### [Work to complete]
Print all the entries exactly.

_ _ _ _ _

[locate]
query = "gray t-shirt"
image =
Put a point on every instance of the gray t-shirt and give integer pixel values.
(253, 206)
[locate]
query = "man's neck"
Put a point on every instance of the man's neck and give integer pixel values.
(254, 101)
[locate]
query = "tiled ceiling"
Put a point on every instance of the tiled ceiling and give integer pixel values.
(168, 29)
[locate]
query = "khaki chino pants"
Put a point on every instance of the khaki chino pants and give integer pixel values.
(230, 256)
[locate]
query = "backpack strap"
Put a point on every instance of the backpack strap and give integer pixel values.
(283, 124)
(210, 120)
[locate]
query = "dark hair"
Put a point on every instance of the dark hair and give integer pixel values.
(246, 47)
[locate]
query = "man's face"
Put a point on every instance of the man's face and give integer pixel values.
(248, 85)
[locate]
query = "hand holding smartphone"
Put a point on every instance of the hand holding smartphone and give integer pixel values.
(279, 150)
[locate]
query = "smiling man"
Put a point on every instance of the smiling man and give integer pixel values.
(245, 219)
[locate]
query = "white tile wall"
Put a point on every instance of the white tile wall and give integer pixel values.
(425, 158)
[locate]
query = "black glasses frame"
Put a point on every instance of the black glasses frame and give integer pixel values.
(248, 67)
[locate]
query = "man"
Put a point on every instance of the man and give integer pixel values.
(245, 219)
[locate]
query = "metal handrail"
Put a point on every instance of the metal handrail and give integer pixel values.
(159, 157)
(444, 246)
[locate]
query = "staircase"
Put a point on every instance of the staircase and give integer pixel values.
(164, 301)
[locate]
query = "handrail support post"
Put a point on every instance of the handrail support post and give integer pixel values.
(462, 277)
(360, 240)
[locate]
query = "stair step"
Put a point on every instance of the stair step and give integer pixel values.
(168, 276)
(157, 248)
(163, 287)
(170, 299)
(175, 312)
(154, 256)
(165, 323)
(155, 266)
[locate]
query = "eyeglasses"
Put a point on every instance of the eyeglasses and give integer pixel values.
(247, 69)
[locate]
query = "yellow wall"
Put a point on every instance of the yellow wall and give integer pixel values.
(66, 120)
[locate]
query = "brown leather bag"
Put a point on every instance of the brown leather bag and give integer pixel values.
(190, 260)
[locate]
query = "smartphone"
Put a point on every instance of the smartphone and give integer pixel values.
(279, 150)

_ _ _ _ _

### [Written response]
[locate]
query = "gray t-shirt"
image =
Put a point on every instance of the gray t-shirt and give integer pixel values.
(253, 206)
[locate]
query = "man's neck"
Put a point on every instance of the man's neck and give integer pixel values.
(254, 101)
[locate]
query = "tiled ceiling"
Put a point on every instance of the tiled ceiling and give integer pixel values.
(168, 29)
[locate]
query = "khaki chino pants"
Put a point on every instance of the khaki chino pants and give integer pixel values.
(230, 256)
[locate]
query = "backpack strap"
Put a point on every instance of the backpack strap and give integer pixel values.
(283, 124)
(210, 120)
[locate]
query = "dark hair"
Put a point on every instance of the dark hair and give integer pixel values.
(246, 47)
[locate]
query = "man's face"
Put a point on every instance of the man's face and give integer pixel values.
(248, 85)
[locate]
query = "hand holding smartphone"
Put a point on every instance of the hand holding smartphone and give integer pixel values.
(279, 150)
[locate]
query = "smiling man"
Put a point on every instance of the smiling man and give integer pixel values.
(245, 219)
[locate]
query = "white tile wall"
Put a point on every instance of the white tile wall and give integer pixel values.
(425, 158)
[locate]
query = "black glasses frame"
Put a point on every instance of the black glasses frame and give integer pixel values.
(248, 67)
[locate]
query = "man"
Put a point on every instance of the man and give integer pixel values.
(245, 219)
[locate]
query = "metal handrail"
Put a point on every instance of the metal handrail and give integer pixel values.
(159, 157)
(444, 246)
[locate]
query = "staircase"
Put a point on every instance of the staircase and give integer pixel values.
(164, 301)
[locate]
query = "handrail support post"
Put a point on every instance of the handrail support post and give integer pixel values.
(462, 277)
(360, 240)
[locate]
query = "stair step"
Put a point on every instance of the stair step and give integer pixel values.
(168, 276)
(157, 248)
(163, 287)
(170, 299)
(175, 312)
(154, 256)
(165, 323)
(155, 266)
[locate]
query = "eyeglasses"
Put a point on every instance of the eyeglasses and give integer pixel values.
(247, 69)
[locate]
query = "yellow wall"
Put a point on every instance of the yellow wall and give integer pixel values.
(66, 120)
[locate]
query = "brown leather bag"
Put a point on every instance of the brown leather bag and give integer pixel values.
(190, 260)
[locate]
query = "smartphone"
Put a point on every instance of the smartphone and give integer pixel values.
(279, 150)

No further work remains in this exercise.